====== Record set ======
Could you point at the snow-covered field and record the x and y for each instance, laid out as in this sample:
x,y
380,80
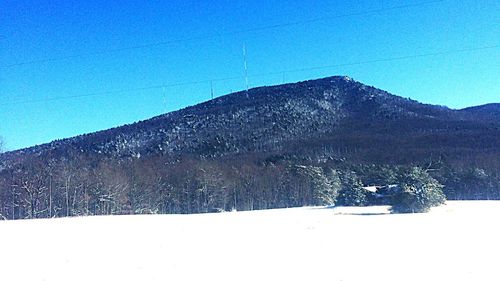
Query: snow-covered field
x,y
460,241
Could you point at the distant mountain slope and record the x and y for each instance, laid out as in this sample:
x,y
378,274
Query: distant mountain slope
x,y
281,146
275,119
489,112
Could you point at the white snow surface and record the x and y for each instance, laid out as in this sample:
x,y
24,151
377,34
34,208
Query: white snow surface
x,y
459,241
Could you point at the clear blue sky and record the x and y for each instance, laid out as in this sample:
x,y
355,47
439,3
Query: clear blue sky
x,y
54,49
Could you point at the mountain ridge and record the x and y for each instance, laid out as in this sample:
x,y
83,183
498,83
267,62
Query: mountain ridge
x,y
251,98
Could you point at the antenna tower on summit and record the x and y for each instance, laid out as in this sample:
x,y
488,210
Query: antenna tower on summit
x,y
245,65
======
====== Record set ======
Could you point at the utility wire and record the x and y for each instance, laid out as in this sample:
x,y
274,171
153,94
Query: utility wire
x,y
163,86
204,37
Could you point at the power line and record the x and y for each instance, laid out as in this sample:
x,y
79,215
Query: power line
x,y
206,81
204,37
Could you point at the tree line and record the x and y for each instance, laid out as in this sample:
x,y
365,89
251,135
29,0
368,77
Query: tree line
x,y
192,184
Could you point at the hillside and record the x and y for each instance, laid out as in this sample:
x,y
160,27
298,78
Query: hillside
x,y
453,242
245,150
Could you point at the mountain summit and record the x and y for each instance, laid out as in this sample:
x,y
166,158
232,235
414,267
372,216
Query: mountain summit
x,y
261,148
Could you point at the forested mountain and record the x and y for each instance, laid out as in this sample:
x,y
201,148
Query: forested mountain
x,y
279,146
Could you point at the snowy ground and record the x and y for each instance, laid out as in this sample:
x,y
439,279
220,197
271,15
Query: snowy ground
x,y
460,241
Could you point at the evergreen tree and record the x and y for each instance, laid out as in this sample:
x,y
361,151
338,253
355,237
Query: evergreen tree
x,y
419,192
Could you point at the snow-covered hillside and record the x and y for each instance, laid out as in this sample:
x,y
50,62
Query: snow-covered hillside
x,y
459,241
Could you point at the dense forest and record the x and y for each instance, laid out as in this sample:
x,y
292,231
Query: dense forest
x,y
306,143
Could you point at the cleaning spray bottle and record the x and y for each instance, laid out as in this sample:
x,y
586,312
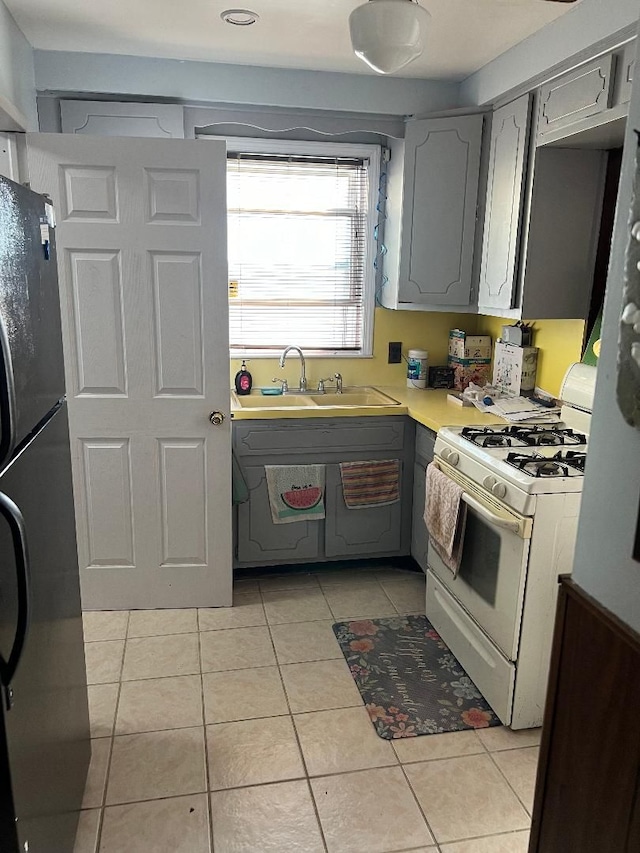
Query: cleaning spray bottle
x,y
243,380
======
# Exercise brief
Collect every line of the rows above that contains the word "clear". Case counts.

# The reply
Could you point at the clear blue sky and record the x and y for each instance, laid out as in this sample:
Query: clear blue sky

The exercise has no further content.